#### [Excerpted passage]
15th July 2020: The Loneliness and the Scream

15th July 2020: The Loneliness and the Scream

Dear Edith,

Last week we achieved something that under normal circumstances would have happened weeks ago: our first trip out.

Okay, so technically we’ve been out to get your jags, and we went to the hospital to get your hip scan done when you were only a few weeks old. We’ve been to Granny’s house and for a walk round the park, but this was the first time we’d gone out somewhere for more than an hour.

More importantly, it was the first time I’d taken you anywhere on my own.

A classic Armstrong family outing memento.

We went to a little village not far away to meet up with some other mums. I’d knew one of them a little from WhatsApp, but for all intents and purposes I was heading out to see people I’d never met or really spoken to before.

It was the most nerve-wracking thing I’ve done since I had you.

No matter what anyone – including your dad – thinks, I am not an extrovert. I’m really good at talking to people I don’t know at Magic: the Gathering events, but I usually find myself in a group with people I do know well when that’s happening, and it’s much easier to talk to new people when you have some friends to bounce off. I am not at all good at meeting people for the first time when I’m on my own.

Going out and meeting new people would have stressed me out on its own. Taking a little baby out on my own for the first time on top of that had me a nervous wreck.

As usual when I get freaked out about something, it was completely fine. You were absolutely perfect. You had a wee bit of a cry when we were sitting on the grass, but I expected that – you’ve never been a baby who sits and looks around, you need to be entertained in some way. You fell asleep looking out of the pram when we walked to the coffee shop, which was a little hole in the wall because of COVID-19.

#### [Prompt]
In the letter to Edith, where did the two of them go on their first trip out, and who did they meet?

Collected data
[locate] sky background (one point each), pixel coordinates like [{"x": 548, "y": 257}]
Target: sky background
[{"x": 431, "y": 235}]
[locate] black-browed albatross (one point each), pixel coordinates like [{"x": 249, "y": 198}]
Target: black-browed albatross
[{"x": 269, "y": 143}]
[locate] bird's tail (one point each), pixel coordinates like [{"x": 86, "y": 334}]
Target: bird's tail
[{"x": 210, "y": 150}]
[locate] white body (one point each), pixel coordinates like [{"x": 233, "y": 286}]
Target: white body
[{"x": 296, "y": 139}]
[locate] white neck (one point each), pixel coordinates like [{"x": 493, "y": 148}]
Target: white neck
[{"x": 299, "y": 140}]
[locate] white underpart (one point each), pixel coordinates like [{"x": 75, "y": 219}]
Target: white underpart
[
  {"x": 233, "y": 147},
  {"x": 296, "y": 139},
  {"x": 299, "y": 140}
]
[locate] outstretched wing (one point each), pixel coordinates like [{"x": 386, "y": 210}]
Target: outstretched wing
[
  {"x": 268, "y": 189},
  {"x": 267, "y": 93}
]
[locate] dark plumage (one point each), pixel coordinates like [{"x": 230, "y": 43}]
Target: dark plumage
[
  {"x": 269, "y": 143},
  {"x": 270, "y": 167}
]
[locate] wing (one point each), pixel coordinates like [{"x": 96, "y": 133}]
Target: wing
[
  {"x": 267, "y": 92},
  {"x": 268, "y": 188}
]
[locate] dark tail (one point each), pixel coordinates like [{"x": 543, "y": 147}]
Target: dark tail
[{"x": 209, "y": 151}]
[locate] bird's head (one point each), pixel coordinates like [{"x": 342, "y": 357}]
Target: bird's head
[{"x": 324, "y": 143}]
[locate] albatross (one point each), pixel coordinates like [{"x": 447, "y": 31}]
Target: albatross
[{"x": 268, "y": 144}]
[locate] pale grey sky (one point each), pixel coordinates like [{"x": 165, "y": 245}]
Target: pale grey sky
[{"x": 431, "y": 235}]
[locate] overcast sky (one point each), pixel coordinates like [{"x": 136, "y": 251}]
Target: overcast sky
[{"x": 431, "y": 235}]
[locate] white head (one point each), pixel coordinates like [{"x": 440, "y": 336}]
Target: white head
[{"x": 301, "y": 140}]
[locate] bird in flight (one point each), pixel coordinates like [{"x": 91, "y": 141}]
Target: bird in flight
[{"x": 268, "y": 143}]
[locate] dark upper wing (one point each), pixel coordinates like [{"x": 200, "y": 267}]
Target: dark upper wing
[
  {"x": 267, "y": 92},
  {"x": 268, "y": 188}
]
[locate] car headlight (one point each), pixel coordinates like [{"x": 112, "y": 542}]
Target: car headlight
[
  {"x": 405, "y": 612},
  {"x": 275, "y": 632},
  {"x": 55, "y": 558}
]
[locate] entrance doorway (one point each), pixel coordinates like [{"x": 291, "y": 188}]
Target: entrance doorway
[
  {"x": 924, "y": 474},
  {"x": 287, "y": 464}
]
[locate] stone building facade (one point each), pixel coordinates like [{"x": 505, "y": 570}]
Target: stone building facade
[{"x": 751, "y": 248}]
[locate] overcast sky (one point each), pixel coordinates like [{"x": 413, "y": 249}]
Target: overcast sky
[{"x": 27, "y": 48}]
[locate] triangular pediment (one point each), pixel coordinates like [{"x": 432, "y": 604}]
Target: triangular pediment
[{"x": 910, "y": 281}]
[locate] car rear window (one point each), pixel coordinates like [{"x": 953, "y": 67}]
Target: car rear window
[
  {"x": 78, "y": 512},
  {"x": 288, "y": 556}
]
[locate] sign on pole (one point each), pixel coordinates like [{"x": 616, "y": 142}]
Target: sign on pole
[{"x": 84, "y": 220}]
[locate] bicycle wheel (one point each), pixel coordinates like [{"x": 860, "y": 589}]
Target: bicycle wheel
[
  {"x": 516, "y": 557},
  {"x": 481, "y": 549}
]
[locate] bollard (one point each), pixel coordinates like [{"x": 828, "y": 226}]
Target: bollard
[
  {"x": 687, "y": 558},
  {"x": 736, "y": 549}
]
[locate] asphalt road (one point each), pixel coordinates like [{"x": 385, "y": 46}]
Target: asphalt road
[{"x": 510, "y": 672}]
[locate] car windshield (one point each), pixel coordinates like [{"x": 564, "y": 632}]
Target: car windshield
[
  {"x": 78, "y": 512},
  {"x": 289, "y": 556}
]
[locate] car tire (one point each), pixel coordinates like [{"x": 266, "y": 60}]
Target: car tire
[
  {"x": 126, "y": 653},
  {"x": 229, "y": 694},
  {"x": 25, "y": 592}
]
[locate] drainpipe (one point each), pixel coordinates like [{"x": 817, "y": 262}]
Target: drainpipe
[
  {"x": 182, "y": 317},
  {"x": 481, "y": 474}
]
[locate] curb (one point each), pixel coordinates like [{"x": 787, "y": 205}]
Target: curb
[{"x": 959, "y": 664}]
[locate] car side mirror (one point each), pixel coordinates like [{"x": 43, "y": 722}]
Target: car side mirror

#### [Completed exercise]
They went to a little village not far away to meet up with some other mums.